*AIM:* State how many lines of the records below contain the string "forked", matching case exactly, and reply with that number alone.

'''

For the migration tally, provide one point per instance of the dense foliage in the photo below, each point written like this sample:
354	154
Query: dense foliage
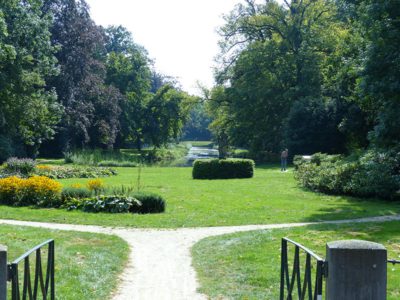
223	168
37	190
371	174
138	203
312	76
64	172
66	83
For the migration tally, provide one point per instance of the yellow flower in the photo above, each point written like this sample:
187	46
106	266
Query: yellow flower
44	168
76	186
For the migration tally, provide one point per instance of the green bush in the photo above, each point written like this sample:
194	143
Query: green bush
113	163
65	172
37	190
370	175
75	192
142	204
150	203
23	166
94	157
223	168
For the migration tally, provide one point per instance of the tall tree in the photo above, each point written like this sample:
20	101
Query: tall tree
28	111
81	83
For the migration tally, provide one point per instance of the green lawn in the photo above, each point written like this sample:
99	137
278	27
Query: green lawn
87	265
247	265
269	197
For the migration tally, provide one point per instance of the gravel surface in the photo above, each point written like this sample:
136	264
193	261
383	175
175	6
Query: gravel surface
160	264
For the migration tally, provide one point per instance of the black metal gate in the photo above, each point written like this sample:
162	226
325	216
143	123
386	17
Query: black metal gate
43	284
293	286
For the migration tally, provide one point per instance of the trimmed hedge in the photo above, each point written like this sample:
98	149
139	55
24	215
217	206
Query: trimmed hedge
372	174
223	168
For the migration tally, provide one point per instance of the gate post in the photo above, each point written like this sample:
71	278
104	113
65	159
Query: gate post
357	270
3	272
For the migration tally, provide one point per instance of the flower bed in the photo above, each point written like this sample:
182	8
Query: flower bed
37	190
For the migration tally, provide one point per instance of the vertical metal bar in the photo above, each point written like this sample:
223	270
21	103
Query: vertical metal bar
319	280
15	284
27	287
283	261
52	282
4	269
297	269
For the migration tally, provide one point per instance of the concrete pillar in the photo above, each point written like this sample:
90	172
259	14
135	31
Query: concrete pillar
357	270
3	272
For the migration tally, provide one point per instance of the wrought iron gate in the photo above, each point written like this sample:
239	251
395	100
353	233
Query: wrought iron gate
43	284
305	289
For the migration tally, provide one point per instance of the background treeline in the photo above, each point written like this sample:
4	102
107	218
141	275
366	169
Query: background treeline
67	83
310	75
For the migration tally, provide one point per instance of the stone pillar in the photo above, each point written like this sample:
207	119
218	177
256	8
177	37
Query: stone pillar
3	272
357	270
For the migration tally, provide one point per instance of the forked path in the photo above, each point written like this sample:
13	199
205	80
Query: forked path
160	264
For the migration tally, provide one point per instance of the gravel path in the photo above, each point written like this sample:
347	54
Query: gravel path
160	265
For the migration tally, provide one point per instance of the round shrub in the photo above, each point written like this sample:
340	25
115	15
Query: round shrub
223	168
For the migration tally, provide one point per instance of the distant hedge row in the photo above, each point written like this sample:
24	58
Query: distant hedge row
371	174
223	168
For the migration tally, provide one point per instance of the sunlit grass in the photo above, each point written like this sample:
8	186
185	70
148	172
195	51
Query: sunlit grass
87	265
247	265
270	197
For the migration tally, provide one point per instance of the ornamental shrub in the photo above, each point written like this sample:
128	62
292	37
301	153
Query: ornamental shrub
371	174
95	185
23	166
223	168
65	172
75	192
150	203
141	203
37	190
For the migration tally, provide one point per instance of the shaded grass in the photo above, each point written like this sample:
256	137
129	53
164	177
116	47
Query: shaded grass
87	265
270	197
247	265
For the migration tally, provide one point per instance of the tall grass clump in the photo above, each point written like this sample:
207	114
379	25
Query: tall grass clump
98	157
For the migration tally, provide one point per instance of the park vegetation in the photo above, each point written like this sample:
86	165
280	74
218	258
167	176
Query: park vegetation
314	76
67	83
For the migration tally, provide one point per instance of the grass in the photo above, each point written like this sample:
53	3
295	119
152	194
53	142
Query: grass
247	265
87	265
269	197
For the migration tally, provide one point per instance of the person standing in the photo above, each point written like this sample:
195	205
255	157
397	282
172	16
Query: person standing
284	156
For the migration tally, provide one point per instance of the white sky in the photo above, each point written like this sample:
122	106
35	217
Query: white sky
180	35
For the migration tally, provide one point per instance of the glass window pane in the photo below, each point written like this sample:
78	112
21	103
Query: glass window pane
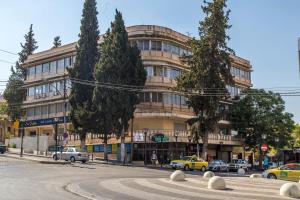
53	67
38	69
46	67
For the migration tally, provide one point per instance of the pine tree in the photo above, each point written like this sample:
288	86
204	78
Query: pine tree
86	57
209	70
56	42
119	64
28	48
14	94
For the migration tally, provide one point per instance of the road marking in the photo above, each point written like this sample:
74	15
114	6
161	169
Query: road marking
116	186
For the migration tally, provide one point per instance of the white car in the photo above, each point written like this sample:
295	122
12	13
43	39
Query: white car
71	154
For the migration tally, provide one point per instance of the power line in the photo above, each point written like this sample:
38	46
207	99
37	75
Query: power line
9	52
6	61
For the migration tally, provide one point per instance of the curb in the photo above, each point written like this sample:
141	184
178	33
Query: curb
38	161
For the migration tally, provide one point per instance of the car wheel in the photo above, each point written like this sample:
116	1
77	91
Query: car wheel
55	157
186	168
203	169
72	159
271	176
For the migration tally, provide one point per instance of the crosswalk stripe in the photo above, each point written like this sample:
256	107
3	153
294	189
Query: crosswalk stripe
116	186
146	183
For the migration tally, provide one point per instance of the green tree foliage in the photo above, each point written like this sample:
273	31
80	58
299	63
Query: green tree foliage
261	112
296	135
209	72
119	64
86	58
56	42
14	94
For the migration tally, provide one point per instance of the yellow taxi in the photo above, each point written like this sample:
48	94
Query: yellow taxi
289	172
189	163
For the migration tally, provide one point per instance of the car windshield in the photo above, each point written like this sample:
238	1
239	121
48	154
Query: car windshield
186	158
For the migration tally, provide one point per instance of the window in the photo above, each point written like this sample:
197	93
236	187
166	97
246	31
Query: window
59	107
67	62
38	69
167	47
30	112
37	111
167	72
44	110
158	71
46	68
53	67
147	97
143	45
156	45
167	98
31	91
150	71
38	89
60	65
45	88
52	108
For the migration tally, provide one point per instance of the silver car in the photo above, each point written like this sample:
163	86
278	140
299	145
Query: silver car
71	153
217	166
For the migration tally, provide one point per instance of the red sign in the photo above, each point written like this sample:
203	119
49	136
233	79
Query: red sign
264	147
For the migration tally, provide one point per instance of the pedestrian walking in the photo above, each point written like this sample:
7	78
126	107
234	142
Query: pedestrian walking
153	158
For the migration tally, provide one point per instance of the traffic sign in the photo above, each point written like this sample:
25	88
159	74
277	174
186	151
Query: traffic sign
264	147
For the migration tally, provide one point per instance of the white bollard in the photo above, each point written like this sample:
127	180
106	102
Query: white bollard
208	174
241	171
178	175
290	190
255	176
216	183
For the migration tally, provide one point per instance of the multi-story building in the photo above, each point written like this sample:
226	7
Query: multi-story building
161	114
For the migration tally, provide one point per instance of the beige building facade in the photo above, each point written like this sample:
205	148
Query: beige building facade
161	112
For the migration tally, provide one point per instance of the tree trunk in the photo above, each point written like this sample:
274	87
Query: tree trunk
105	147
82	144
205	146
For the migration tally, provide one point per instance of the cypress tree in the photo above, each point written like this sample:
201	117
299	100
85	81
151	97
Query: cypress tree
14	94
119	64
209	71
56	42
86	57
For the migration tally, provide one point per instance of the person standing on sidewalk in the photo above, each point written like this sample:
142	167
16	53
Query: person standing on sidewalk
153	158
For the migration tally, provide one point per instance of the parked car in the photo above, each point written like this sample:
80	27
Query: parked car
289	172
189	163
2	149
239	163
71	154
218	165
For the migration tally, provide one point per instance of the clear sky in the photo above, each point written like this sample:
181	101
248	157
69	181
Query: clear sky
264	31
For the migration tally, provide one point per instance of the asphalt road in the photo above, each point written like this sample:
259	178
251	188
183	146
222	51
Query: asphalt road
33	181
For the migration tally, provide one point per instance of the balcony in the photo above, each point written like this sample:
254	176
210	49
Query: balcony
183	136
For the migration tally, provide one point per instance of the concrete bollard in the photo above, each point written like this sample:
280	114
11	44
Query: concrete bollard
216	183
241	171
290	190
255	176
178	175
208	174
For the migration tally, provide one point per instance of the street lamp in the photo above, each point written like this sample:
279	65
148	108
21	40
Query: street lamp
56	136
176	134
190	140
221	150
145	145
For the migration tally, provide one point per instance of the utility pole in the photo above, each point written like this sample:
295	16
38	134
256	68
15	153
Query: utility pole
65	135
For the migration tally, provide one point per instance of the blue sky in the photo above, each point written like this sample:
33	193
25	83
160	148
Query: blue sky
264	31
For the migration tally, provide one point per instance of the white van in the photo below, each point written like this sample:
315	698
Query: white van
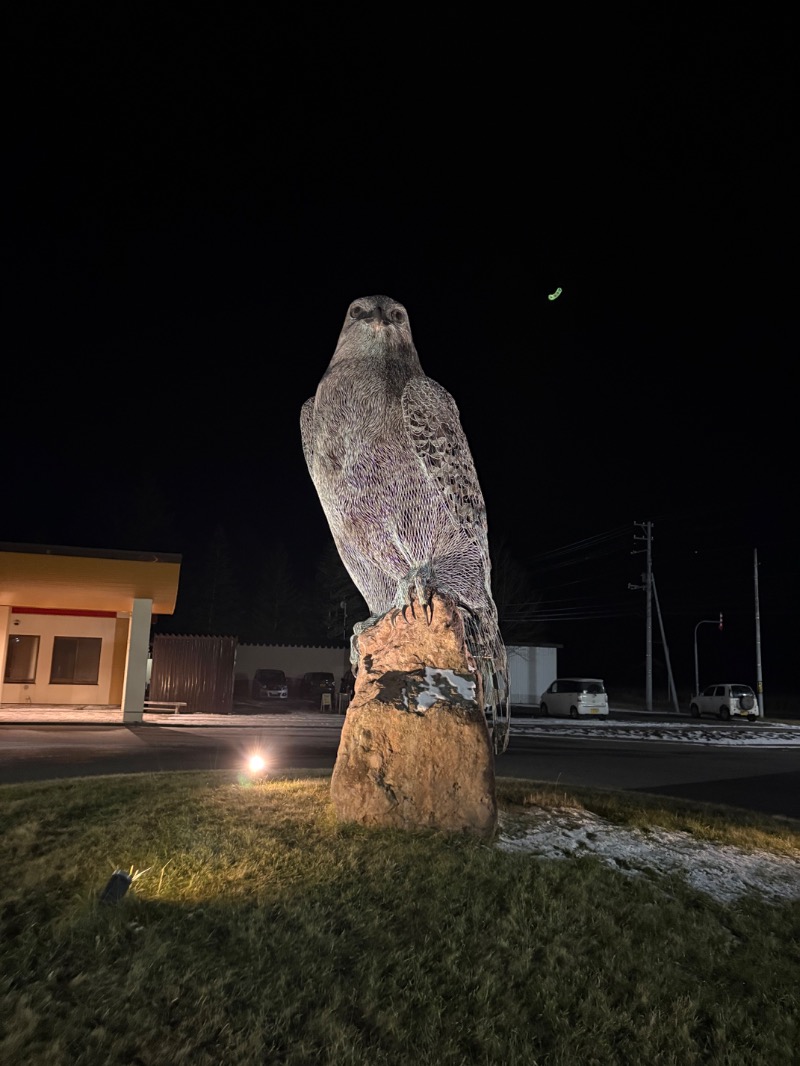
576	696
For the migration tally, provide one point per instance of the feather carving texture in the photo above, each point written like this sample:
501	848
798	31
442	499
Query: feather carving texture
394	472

'''
'''

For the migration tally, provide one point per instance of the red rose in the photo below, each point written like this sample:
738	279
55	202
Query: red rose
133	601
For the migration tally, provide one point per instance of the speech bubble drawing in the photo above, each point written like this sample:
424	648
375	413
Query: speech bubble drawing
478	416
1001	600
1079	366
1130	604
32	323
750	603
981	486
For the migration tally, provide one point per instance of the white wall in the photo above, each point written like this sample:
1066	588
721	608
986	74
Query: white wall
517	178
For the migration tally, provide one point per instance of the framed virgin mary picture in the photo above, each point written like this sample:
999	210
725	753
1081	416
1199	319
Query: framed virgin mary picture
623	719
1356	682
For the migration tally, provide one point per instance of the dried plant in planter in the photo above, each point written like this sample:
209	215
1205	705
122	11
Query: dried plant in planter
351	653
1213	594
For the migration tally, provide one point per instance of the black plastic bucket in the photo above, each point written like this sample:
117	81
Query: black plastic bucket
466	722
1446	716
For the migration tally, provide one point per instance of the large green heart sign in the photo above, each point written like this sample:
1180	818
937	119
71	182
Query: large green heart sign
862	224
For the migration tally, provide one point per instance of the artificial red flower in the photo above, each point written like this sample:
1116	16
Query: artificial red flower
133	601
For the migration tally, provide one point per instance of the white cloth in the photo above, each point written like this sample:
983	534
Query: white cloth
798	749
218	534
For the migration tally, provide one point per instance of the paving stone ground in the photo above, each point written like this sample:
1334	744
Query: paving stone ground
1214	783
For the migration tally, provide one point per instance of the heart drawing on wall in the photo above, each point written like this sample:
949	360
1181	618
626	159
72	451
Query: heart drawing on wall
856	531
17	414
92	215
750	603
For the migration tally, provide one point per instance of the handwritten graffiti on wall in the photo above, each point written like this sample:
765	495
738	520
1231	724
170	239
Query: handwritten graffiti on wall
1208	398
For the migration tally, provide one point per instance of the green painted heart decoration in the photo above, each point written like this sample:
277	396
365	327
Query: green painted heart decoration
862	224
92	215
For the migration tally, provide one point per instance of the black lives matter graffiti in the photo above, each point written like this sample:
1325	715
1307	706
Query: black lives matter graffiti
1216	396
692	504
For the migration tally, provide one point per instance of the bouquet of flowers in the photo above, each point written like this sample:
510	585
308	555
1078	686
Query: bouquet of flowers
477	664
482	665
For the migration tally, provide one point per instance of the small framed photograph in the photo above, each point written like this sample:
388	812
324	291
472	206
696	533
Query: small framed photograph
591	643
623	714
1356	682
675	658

'''

*SOLUTION BELOW:* 2